__WRITTEN EXERCISE__.
Extract every line below, verbatim.

__DATA FOR THIS TASK__.

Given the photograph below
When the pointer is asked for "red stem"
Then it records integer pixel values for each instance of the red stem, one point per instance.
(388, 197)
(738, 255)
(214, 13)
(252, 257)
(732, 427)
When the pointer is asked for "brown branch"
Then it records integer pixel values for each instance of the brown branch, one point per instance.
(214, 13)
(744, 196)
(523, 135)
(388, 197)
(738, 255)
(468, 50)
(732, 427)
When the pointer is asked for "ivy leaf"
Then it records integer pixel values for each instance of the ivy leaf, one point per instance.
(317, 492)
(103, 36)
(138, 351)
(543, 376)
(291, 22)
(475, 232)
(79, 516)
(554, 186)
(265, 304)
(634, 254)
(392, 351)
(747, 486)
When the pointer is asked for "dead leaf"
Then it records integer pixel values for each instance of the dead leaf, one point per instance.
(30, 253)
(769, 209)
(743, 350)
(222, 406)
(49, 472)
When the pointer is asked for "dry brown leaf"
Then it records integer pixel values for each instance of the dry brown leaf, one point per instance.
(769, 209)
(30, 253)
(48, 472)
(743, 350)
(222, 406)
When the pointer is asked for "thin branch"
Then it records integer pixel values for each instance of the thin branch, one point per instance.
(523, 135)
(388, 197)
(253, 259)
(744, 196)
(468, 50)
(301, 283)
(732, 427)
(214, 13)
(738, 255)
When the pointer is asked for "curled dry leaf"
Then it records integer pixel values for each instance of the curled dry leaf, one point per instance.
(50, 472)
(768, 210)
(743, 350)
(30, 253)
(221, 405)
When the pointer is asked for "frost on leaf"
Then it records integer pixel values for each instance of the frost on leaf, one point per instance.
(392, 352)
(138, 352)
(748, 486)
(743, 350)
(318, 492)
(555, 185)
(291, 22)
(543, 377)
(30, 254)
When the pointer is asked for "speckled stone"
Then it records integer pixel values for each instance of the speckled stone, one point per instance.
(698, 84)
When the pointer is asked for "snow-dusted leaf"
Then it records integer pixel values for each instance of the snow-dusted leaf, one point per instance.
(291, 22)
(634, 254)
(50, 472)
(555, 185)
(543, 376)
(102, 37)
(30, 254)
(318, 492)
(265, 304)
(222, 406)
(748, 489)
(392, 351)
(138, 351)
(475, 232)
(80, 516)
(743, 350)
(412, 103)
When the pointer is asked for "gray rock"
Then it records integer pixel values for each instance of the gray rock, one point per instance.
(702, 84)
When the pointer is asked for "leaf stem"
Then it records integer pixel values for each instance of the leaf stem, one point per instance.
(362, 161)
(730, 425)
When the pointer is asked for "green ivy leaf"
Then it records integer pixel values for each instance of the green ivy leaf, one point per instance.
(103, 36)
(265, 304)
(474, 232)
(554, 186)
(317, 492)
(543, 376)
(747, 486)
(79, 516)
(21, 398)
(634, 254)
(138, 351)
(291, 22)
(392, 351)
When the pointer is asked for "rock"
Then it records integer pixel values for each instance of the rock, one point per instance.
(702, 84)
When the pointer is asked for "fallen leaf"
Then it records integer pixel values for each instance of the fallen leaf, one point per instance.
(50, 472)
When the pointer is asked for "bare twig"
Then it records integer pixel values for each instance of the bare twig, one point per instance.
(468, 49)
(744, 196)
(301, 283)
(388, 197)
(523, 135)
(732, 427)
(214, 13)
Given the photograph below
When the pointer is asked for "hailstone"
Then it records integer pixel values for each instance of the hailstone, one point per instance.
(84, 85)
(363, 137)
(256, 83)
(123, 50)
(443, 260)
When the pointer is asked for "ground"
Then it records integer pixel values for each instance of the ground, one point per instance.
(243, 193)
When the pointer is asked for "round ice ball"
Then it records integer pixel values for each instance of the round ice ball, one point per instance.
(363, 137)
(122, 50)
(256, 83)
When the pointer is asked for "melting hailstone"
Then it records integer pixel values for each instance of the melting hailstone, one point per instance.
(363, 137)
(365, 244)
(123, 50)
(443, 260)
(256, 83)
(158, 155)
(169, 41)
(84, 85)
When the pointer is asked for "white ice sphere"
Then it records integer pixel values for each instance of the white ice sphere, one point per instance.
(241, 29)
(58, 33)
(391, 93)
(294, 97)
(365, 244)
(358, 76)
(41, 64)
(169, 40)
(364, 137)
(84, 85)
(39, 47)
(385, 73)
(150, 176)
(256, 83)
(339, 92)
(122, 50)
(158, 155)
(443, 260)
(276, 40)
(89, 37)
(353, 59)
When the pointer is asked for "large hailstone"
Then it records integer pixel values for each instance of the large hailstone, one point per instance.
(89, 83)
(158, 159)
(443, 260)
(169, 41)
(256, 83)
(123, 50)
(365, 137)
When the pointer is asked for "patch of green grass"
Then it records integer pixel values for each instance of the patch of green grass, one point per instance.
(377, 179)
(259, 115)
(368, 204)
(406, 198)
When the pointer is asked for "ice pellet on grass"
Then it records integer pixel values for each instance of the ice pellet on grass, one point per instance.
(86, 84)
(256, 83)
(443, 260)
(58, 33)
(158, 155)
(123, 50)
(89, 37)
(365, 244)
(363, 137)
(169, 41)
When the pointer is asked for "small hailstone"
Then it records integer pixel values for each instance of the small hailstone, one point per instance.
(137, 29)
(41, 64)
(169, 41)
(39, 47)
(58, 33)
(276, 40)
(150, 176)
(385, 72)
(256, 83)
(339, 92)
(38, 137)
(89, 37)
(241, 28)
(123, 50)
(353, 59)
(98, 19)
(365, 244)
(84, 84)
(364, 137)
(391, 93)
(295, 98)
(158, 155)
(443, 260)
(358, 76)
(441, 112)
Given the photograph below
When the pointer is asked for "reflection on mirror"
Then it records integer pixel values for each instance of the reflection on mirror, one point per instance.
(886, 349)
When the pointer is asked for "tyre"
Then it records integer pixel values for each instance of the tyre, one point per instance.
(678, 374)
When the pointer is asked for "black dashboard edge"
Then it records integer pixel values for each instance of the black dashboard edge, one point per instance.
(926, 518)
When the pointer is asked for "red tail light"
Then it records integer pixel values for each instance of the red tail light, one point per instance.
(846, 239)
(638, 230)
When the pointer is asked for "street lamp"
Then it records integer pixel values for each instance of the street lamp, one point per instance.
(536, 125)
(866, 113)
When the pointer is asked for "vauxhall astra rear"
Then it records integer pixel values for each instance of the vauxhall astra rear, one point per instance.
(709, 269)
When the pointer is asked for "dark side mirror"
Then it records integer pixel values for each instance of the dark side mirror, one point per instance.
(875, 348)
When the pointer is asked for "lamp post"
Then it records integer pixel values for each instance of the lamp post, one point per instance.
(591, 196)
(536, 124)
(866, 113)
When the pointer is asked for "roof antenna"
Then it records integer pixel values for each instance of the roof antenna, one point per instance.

__WRITTEN SOLUTION__.
Given the photograph below
When the pointer is asked for "red stem"
Then it records integer pixel values for each instance of the red stem, one point per instance.
(388, 197)
(738, 255)
(214, 13)
(252, 257)
(732, 427)
When the pointer is asked for "brown branch"
Then it records integer pixel values for each instance of the brown branch, one point per instance.
(214, 13)
(744, 196)
(523, 135)
(388, 197)
(738, 255)
(468, 50)
(732, 427)
When the pointer is asked for "ivy leaf"
Then it records integer pixel values for each instance of the ivy leaf, one point per instance.
(317, 492)
(103, 36)
(138, 351)
(543, 376)
(291, 22)
(475, 232)
(79, 516)
(554, 186)
(265, 304)
(634, 254)
(392, 351)
(747, 486)
When the pointer is asked for "dead leaf"
Then it records integer pixel values for each instance of the dead leaf, one point per instance.
(30, 253)
(769, 209)
(743, 350)
(222, 406)
(49, 472)
When the pointer is asked for "dry brown leaf"
Then it records integer pixel values for each instance of the dry brown leaf, one point per instance.
(769, 209)
(30, 253)
(48, 472)
(743, 350)
(222, 406)
When the pointer is asked for "thin branch"
Then it records integer pixel values for each instance of the thin branch, one point per instance.
(523, 135)
(388, 197)
(253, 259)
(744, 196)
(468, 50)
(301, 283)
(732, 427)
(214, 13)
(738, 255)
When the pointer is asked for "curled dry leaf"
Then it records integer pixel values for each instance of the curled dry leaf, one point per instance.
(50, 472)
(768, 210)
(743, 350)
(30, 253)
(221, 405)
When the pointer is asked for "frost on leaf"
Then it records integer pixel values for each instance of the frost on leaf, one point per instance.
(392, 352)
(138, 352)
(748, 486)
(743, 350)
(318, 492)
(555, 185)
(291, 22)
(543, 377)
(30, 254)
When the pointer is asked for "speckled stone"
Then it records integer pixel values for each instance of the speckled stone, one point per instance.
(698, 84)
When the pointer is asked for "snow-dusted leaf"
Then it records integer pixel values for each instance of the snow-dusted leaf, one point per instance.
(291, 22)
(634, 254)
(50, 472)
(555, 185)
(543, 376)
(102, 37)
(30, 254)
(318, 492)
(265, 304)
(222, 406)
(748, 489)
(392, 351)
(138, 351)
(475, 232)
(80, 516)
(743, 350)
(412, 103)
When the pointer is asked for "gray rock"
Then it records integer pixel values for each instance of the gray rock, one point per instance.
(702, 84)
When the pointer is asked for "leaf stem"
Then it records integer pixel values for each instance of the leaf stem, one point per instance.
(362, 161)
(730, 425)
When the pointer is asked for "green ivy leaf"
Then it records integer pixel values for each instance of the green ivy leaf, one point per instance.
(103, 36)
(265, 304)
(474, 232)
(554, 186)
(317, 492)
(543, 376)
(747, 486)
(79, 516)
(21, 398)
(634, 254)
(138, 351)
(291, 22)
(392, 351)
When the pointer is asked for "rock"
Then it records integer pixel values for each instance of the rock, one point per instance.
(702, 84)
When the pointer is asked for "fallen leaf"
Then it records integer pixel values for each instance of the fallen leaf, one point per instance.
(50, 472)
When the pointer is asked for "bare twig"
Then it records integer pixel values for each instance of the bare twig, one point per instance.
(468, 49)
(744, 196)
(301, 283)
(388, 197)
(523, 135)
(732, 427)
(214, 13)
Given the photograph below
When the pointer is asked for "hailstone"
Then it records integer pixel values for each instance of the hailstone, one point per instance.
(84, 85)
(363, 137)
(256, 83)
(123, 50)
(443, 260)
When the pointer is asked for "ground"
Then it records integer pixel values for each instance of the ground, one point per instance.
(243, 193)
When the pointer is asked for "round ice ball"
Then it records integer pixel values for each instance of the round ice ball, one point per instance.
(363, 137)
(122, 50)
(256, 83)
When the pointer is asked for "melting hailstone"
Then it records integer pixel values for each instance of the melting hailstone, one point per instance.
(363, 137)
(365, 244)
(123, 50)
(443, 260)
(256, 83)
(158, 155)
(169, 41)
(84, 85)
When the pointer is asked for "white ice sphere"
Then it records integer pixel values for each instance of the white ice sphere, one point per instance.
(241, 29)
(58, 33)
(391, 93)
(294, 97)
(365, 244)
(358, 76)
(41, 64)
(169, 40)
(364, 137)
(84, 85)
(39, 47)
(385, 73)
(150, 176)
(256, 83)
(339, 92)
(122, 50)
(158, 155)
(443, 260)
(276, 40)
(89, 37)
(353, 59)
When the pointer is asked for "large hailstone"
Then it records integer pixel values for each instance of the large hailstone, one point per instance.
(89, 83)
(158, 159)
(443, 260)
(169, 41)
(256, 83)
(123, 50)
(365, 137)
When the pointer is asked for "patch of green grass"
Then it records integer pixel values for each instance of the patch of green grass, one point per instance.
(377, 179)
(259, 115)
(368, 204)
(406, 198)
When the pointer is asked for "ice pellet on grass"
Then it records integer pixel values for each instance of the ice pellet on grass, one point per instance.
(86, 84)
(256, 83)
(443, 260)
(58, 33)
(158, 155)
(123, 50)
(89, 37)
(365, 244)
(363, 137)
(169, 41)
When the pointer is asked for "small hailstone"
Then it records integer pixel values for each instance of the small hailstone, one point per instance.
(137, 29)
(41, 64)
(169, 41)
(39, 47)
(58, 33)
(276, 40)
(150, 176)
(385, 72)
(256, 83)
(339, 92)
(38, 137)
(89, 37)
(241, 28)
(123, 50)
(353, 59)
(98, 19)
(365, 244)
(84, 84)
(364, 137)
(391, 93)
(295, 98)
(158, 155)
(443, 260)
(358, 76)
(441, 112)
Given the photograph below
When the pointer is asked for "reflection on mirror"
Then it records integer pixel values for each instance of the reflection on mirror, one point per instance.
(886, 349)
When the pointer is asked for "tyre"
Then it records integer pixel values for each instance of the tyre, one point per instance.
(678, 374)
When the pointer is asked for "black dashboard edge"
Then it records integer pixel values for each instance of the black dashboard edge, one point per instance.
(926, 518)
When the pointer is asked for "red tail light"
Then it records integer pixel values for each instance of the red tail light, one point per instance.
(846, 239)
(638, 230)
When the pointer is asked for "street lamp"
Then it records integer pixel values for each instance of the street lamp, one point per instance.
(536, 125)
(866, 113)
When the pointer is asked for "vauxhall astra rear"
Then it records integer pixel values for each instance of the vauxhall astra rear, one point per instance.
(709, 269)
When the pointer is asked for "dark side mirror"
Then it records integer pixel values for each instance of the dark side mirror, one point per instance.
(875, 348)
When the pointer is asked for "lamp post"
Then it records integer pixel values for each instance of the lamp post, one point per instance.
(591, 196)
(536, 124)
(866, 113)
When the pointer is asked for "roof antenna"
Then it records integer pixel values for each instance of the roof antenna, one point per instance.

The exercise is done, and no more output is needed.